• **EXERCISE INSTRUCTIONS**
Within the data that follows, set down exactly the lines from the one containing "of the grey" through the one containing "of the beehive", both ends included.

____________________

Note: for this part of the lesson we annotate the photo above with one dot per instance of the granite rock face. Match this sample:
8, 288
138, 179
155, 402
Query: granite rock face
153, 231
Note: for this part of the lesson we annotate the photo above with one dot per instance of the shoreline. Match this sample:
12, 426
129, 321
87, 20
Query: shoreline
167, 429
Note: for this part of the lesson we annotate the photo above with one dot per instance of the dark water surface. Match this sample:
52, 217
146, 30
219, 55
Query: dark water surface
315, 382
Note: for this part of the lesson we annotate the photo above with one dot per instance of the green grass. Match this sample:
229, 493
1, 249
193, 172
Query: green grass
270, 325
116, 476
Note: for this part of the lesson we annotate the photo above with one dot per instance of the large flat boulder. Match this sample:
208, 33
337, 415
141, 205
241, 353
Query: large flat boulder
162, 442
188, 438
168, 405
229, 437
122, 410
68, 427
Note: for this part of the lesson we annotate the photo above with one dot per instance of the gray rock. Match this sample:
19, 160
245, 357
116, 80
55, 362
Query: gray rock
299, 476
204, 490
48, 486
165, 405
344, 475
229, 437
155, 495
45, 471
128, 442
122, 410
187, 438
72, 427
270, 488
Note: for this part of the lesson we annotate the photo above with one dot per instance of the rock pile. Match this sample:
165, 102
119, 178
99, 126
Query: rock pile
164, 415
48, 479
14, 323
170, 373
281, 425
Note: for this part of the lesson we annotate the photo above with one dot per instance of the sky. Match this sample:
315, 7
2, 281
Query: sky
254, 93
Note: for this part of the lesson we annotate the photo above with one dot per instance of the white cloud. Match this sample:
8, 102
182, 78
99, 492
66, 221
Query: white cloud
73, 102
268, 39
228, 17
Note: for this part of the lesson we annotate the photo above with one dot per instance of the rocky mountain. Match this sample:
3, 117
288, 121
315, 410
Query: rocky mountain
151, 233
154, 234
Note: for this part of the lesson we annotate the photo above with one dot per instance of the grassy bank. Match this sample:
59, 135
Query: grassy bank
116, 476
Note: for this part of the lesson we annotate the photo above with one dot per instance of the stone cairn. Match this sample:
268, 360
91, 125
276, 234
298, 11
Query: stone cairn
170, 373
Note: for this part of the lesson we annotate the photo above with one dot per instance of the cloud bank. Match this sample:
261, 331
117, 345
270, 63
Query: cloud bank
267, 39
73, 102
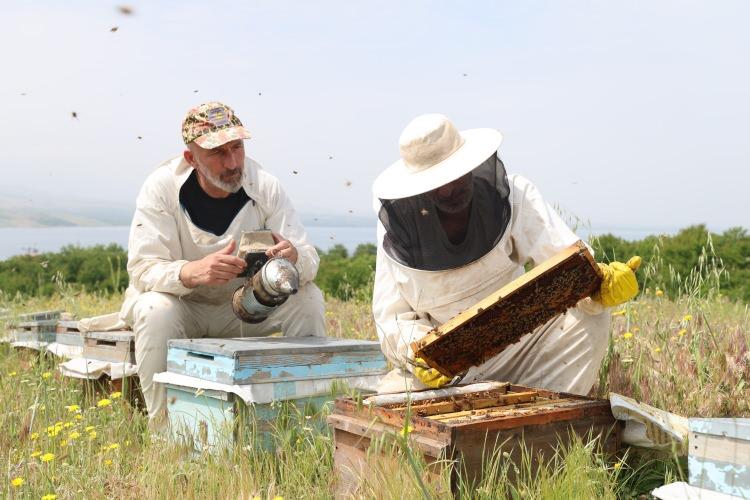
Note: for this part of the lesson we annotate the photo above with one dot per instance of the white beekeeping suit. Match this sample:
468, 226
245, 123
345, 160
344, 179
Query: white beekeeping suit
415, 293
163, 239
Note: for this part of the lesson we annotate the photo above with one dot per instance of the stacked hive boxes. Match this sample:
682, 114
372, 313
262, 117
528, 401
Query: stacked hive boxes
34, 331
220, 390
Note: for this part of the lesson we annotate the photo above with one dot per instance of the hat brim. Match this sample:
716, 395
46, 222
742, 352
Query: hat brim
220, 137
397, 181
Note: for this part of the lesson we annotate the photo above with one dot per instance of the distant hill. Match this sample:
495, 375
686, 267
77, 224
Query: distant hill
31, 209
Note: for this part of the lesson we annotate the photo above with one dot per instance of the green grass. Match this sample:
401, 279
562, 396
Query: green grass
688, 355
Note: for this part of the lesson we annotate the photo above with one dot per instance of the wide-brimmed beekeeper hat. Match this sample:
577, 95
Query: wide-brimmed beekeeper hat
434, 153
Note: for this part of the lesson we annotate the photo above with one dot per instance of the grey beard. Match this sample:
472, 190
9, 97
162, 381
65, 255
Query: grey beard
217, 182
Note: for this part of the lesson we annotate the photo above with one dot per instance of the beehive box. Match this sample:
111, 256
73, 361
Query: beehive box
282, 360
116, 346
213, 419
68, 333
468, 428
34, 330
719, 455
206, 375
500, 320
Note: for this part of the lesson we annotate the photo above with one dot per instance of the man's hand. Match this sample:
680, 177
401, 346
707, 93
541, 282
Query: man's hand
214, 269
618, 283
429, 376
282, 248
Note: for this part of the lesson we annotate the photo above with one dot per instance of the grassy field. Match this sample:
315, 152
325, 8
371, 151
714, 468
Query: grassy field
687, 355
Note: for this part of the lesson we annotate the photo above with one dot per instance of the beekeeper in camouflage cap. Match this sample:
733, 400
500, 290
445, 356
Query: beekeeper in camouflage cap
211, 125
182, 263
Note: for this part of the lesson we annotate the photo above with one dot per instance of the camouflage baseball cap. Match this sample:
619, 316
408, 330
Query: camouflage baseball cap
212, 124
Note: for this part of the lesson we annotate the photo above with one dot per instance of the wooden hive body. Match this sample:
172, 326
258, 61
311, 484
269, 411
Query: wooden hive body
116, 346
719, 455
68, 333
304, 372
40, 331
469, 428
212, 419
500, 320
274, 359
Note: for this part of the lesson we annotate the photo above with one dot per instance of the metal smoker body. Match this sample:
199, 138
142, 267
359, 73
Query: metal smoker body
265, 290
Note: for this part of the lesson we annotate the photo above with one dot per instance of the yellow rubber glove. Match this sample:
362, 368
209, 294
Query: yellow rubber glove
429, 376
619, 284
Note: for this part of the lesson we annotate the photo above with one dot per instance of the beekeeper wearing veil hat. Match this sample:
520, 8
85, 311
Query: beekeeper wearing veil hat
453, 228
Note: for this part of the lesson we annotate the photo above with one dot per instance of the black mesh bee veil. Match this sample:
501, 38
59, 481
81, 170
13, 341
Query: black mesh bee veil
414, 234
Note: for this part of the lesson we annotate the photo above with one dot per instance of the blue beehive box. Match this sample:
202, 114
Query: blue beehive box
719, 456
220, 391
273, 359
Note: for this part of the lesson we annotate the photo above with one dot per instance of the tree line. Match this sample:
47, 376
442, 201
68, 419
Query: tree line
693, 261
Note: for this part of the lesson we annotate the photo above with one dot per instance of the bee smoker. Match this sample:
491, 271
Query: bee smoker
269, 284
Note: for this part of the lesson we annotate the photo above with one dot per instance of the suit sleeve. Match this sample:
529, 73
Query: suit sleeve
154, 253
398, 325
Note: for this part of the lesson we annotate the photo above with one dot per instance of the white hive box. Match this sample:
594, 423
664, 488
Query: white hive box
719, 456
35, 330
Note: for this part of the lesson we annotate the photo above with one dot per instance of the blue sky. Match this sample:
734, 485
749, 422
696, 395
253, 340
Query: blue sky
623, 113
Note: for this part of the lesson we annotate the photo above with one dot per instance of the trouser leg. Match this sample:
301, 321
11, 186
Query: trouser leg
158, 317
563, 355
302, 315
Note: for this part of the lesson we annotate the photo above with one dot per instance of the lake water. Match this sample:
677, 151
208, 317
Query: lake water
22, 240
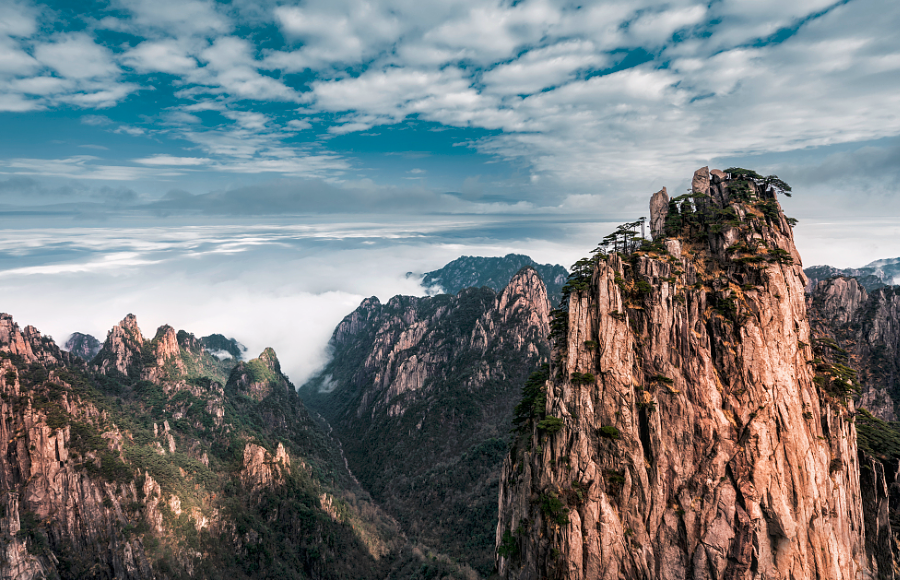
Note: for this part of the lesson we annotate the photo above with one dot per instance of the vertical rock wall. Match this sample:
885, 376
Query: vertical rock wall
694, 442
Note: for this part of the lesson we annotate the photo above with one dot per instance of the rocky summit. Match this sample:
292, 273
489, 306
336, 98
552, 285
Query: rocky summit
159, 461
685, 428
420, 392
693, 407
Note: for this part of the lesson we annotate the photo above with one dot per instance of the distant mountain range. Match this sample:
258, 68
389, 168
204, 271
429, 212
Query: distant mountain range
86, 347
495, 273
872, 276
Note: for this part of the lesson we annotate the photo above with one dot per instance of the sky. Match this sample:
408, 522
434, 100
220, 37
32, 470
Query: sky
257, 168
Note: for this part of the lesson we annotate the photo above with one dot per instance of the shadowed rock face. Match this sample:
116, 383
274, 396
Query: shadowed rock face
420, 391
681, 433
659, 208
84, 346
134, 470
867, 325
495, 273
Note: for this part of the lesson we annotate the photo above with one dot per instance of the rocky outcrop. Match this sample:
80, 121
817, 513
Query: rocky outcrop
122, 351
681, 433
495, 273
84, 346
867, 326
262, 469
659, 209
258, 377
29, 344
700, 181
105, 476
420, 392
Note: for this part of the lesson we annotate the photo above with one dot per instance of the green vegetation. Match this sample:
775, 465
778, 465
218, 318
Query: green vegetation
509, 547
551, 424
534, 399
553, 508
609, 432
833, 375
583, 378
878, 438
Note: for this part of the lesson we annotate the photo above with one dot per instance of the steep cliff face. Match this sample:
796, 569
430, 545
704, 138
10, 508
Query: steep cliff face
867, 326
495, 273
683, 431
864, 329
84, 346
872, 276
141, 468
420, 392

____________________

• **REPLY TO THE EXERCISE**
Note: for this part of the lesson we annotate the photo above with one dot per instance of the grey beard. Match this sample:
472, 190
9, 97
162, 381
65, 255
Query: grey beard
217, 182
Note: for this part of the lesson we annotate the photo above with one dot per instance of the beehive box. Match this sample:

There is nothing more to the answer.